-- BEGIN DOCUMENT TEXT --
2013 FA Trophy Final
- Event: 2012–13 FA Trophy
| Grimsby Town | Wrexham |
| 1 | 1 |
- After extra time Wrexham won 4–1 on penalties
- Date: 24 March 2013
- Venue: Wembley Stadium, London
- Man of the Match: Andy Morrell
- Referee: Jon Moss
- Attendance: 35,266

= 2013 FA Trophy final =

The 2013 FA Trophy Final was the 44th final of the Football Association's cup competition for levels 5–8 of the English football league system. The match was contested between Grimsby Town and Wrexham. It was Wrexham's first visit to Wembley Stadium in their 149-year history.

Grimsby Town defeated Buxton, Havant & Waterlooville, Welling United, Luton Town and Dartford en route to the Final.

Wrexham defeated Rushall Olympic, Solihull Moors, Sutton United, Southport and Gainsborough Trinity en route to the Final.

==Overview==
The final of the 2013 FA Trophy played between Wrexham and Grimsby Town ended with Wrexham winning 4–1 in a penalty shoot-out after the teams had drawn in the normal time of 90 minutes. Grimsby Town led over Wrexham with a solitary goal scored by Andy Cook in the 71st minute, but Wrexham equalised as captain Keates was fouled inside the box and Kevin Thornton scored the resulting penalty spot-kick. In the ensuing extra time both the teams failed to score leading to a penalty shoot-out. The spot kicks from Adrian Cieslewicz, Danny Wright, Chris Westwood and finally Johnny Hunt, led to Wrexham's victory. Wrexham became the first Welsh club to win the trophy.
-- END DOCUMENT TEXT --
-- BEGIN INFORMATION GIVEN --
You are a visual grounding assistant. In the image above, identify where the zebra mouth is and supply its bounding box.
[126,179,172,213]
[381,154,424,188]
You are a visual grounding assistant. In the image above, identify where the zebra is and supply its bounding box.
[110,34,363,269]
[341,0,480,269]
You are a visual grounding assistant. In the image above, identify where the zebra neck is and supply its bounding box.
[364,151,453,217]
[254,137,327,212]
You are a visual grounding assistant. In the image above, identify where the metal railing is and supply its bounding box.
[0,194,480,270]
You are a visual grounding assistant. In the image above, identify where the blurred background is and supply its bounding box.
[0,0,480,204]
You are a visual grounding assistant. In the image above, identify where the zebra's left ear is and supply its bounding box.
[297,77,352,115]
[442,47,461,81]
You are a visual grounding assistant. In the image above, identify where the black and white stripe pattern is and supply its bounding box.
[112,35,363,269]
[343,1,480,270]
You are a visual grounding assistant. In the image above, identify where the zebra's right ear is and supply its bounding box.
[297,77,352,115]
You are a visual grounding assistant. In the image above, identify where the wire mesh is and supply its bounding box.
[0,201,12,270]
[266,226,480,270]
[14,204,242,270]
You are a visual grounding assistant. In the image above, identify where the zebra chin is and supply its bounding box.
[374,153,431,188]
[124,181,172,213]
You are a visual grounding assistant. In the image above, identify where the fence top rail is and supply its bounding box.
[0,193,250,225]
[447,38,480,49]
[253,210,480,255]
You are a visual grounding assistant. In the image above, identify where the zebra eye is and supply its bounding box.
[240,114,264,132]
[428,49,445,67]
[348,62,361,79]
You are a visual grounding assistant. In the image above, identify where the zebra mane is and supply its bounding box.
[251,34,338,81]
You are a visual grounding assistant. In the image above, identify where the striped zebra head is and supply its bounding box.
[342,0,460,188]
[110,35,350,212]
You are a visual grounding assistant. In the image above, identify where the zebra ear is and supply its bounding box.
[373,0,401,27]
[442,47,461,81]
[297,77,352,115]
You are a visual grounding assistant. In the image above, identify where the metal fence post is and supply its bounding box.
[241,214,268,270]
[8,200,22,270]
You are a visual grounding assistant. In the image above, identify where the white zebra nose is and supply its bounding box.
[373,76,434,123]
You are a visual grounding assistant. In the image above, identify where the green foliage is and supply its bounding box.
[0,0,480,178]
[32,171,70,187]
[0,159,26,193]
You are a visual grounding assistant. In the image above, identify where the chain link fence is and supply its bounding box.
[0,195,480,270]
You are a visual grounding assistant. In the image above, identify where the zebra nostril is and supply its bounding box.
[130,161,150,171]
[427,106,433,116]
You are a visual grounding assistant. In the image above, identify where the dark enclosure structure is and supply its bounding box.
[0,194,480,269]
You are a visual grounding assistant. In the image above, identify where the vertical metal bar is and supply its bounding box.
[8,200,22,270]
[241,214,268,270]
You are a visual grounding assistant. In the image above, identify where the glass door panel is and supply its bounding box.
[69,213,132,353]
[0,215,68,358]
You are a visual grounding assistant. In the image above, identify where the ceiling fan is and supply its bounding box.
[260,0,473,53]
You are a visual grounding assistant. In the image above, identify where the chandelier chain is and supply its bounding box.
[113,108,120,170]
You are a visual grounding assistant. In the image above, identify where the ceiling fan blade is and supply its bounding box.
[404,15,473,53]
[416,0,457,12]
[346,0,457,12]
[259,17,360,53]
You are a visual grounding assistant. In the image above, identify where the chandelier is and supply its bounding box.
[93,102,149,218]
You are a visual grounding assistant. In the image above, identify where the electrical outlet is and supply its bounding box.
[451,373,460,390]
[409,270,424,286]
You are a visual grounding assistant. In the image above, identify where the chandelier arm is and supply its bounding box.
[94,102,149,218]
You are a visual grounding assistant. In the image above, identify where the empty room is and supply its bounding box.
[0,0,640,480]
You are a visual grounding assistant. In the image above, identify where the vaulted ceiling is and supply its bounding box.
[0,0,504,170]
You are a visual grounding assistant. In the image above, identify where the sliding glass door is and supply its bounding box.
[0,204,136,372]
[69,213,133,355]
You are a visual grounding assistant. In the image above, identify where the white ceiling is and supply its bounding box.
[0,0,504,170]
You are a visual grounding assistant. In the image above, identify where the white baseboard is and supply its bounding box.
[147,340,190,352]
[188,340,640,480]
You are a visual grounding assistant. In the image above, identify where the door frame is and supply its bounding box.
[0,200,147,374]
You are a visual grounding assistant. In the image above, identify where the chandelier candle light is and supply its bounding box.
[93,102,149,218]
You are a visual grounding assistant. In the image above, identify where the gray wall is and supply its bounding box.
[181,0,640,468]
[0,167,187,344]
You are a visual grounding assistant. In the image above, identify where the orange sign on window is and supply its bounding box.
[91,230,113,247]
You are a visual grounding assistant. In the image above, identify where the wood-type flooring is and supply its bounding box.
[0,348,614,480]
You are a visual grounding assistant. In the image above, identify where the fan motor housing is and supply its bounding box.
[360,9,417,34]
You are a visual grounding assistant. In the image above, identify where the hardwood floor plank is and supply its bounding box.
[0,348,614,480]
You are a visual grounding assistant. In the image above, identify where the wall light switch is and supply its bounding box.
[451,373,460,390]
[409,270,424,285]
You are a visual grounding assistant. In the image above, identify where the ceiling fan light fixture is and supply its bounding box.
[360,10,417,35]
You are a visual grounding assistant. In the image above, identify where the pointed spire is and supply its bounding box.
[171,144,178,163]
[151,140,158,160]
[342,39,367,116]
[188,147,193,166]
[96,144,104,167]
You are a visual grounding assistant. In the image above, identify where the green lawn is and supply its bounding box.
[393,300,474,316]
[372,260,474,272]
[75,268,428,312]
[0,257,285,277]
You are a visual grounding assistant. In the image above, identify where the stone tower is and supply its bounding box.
-- END INFORMATION GIVEN --
--- SET PROBLEM ---
Answer the following from the 2013 FA Trophy Final text.
(a) Who refereed the final?
(b) Which player scored Grimsby Town's goal, and in which minute?
(c) According to the text, how long had Wrexham's history been when the club first visited Wembley Stadium?

--- COMPLETED EXERCISE ---
(a) Jon Moss
(b) Andy Cook, in the 71st minute
(c) 149 years